KUTIPAN DOKUMEN.
--------------------
Adipasir yang mendung, 18 Maret 2012
“Merenungi jejak-jejak masa”

Sabtu, 10 Maret 2012

BATIK ON CAR FREE DAY AT BATIK DAY, OCTOBER 2ND 2011


Hari Batik 2 Oktober 2011




             Ini adalah salah satu momen penting diantara momen penting lainnya yang kerapkali diadakan saat hari ahad di car free day (CFD) jalan Slamet Riyadi Surakarta. Selain sebagai tempat olahraga masyarakat di sekitarnya. CFD ini juga memberikan banyak manfaat bagi penggunanya. Selain peragaan busana  ada juga karaoke nasyid, penampilan seni anak-anak SLB yang letaknya di Jalan Slamet Riyadi, olah raga, orang bersepeda, jogging, naik becak mini, memotret, bahkan ada juga yang ngeceng. Pokoknya aktivitas apapun bisa dilakukan sendiri-sendiri maupun berjamaah. Asal tahu jadwal penutupan jalan aja, dari habis subuh (jam 6 ding) sampai jam 9 pagi. Karena jalan Slamet Riyadi biasa ditutup pada hari ahad untuk berolah raga dan aktivitas positif masyarakat sekitar Solo.

         Nah, tentang hari batik ini adalah salah satu momen yang sedang berlangsung saat itu karena ada peringatan hari Batik Nasional yang dicanangkan Presiden SBY. Dalam peragaan busana ini yang ditampilkan adalah Batik yang diproduksi oleh Danar Hadi. Danar Hadi adalah salah satu merek produsen batik terkemuka di negeri ini di antara beberapa merek lainnya. Merek yang sudah ada dari jaman dulu kala ketika batik belum menjadi tren seperti sekarang.

            Batik yang diperagakan para model dari Yayasan Putra-putri Solo ini merupakan batik yang modern yang bisa dipakai dalam berbagai acara. Bisa untuk kondangan, santai, dan pakaian formal. Setelah kuamat-amati kabanyakan yang ditapilkan adalah batik-batik kasual yang keren-keren. Kualitas batik dan coraknya juga khas Danar Hadi banget.

           Pada hari ini, batik sudah mendunia. Dimana batik tidak lagi dianggap sebagai baju orang tua. Semua orang bisa memakai batik mulai anak-anak, ABG, dewasa, sam pai orna tua. Batik sekarang sudah menjadi tren zaman bidang fashion di Indonesia bahkan dunia. Termasuk juga di Malaysia yang konon mempatenkan batik sebagai kebudayaan mereka. Sekarang semua orang bisa memakai batik untuk situasi apapun dari mulai baju santai, semi formal, dan baju formal. Untuk batik yang berkualitas memang harganya mahal tidak salah dengan semboyan rega nggawa rupa . Urusan segmentasi pasar tentu menjadi perhatian serius para produsen kerajinan batik tulis maupun cetak.
--------------------
DATA YANG DITAMPILKAN.

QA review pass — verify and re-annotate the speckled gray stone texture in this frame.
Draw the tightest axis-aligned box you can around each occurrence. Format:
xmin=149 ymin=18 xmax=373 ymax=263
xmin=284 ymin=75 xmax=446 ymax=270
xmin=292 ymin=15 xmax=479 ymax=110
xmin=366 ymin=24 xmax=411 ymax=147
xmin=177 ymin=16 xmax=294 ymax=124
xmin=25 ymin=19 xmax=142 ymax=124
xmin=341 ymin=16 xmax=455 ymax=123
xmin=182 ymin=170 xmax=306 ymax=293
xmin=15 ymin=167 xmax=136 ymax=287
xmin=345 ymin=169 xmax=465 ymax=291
--------------------
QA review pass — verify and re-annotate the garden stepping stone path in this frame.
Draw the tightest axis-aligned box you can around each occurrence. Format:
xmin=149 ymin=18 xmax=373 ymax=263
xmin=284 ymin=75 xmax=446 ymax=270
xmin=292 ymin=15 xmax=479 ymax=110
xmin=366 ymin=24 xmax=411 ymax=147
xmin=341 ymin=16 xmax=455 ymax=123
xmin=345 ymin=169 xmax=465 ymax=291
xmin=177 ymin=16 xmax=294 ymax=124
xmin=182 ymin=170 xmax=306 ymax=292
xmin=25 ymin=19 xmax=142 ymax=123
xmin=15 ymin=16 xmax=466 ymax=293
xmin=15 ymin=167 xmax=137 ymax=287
--------------------
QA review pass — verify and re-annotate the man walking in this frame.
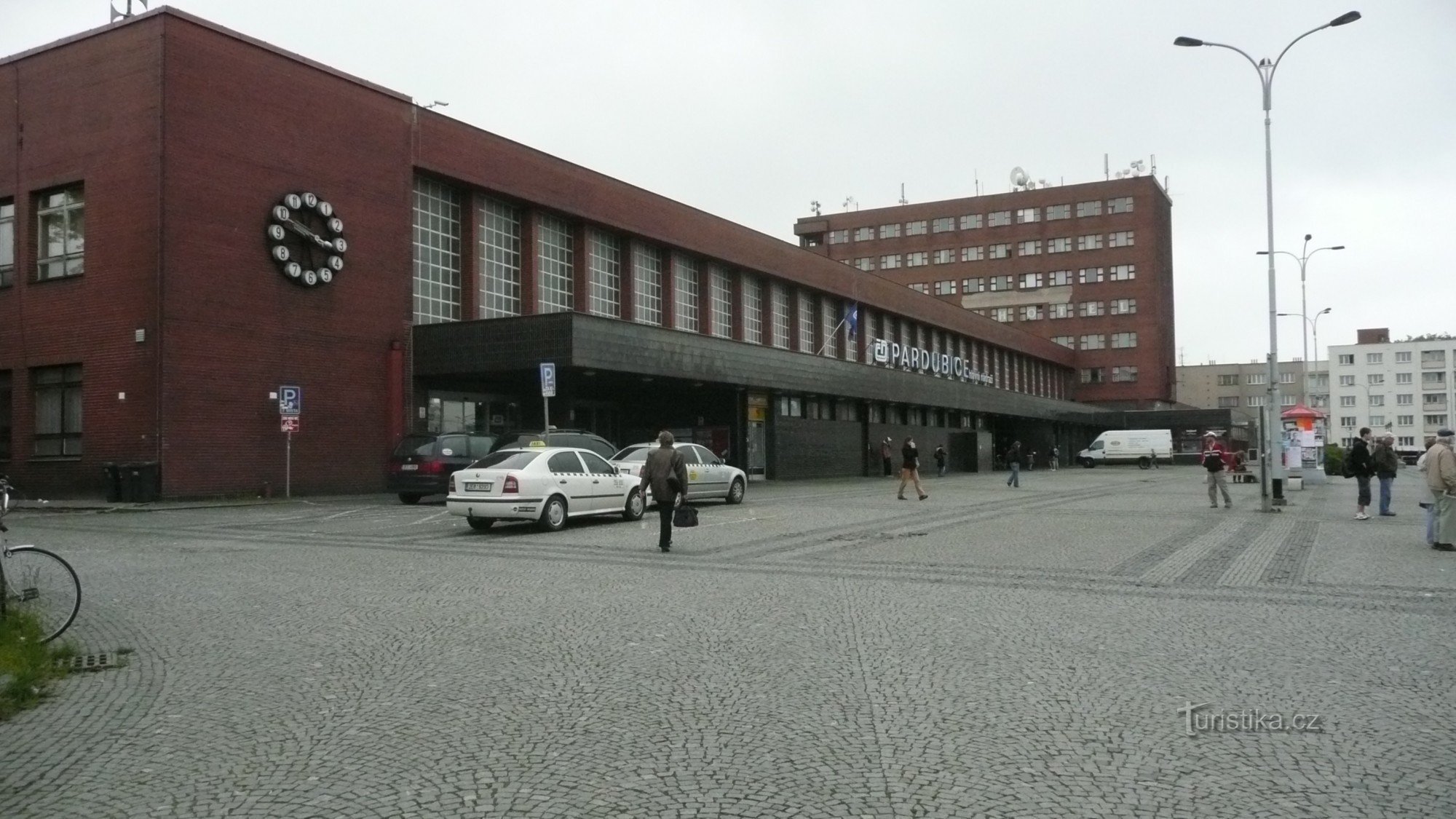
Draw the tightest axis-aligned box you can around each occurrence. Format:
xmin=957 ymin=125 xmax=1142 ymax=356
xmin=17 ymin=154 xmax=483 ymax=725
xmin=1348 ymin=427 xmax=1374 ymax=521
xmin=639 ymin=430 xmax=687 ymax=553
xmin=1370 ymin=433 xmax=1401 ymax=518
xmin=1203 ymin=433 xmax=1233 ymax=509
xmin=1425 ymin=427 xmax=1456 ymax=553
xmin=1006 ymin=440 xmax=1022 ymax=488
--------------------
Menurut kutipan dokumen di atas, untuk acara apa saja batik modern yang diperagakan para model dari Yayasan Putra-putri Solo bisa dipakai? Sebutkan semuanya.

HASIL AKHIR. Kondangan, santai, dan pakaian formal.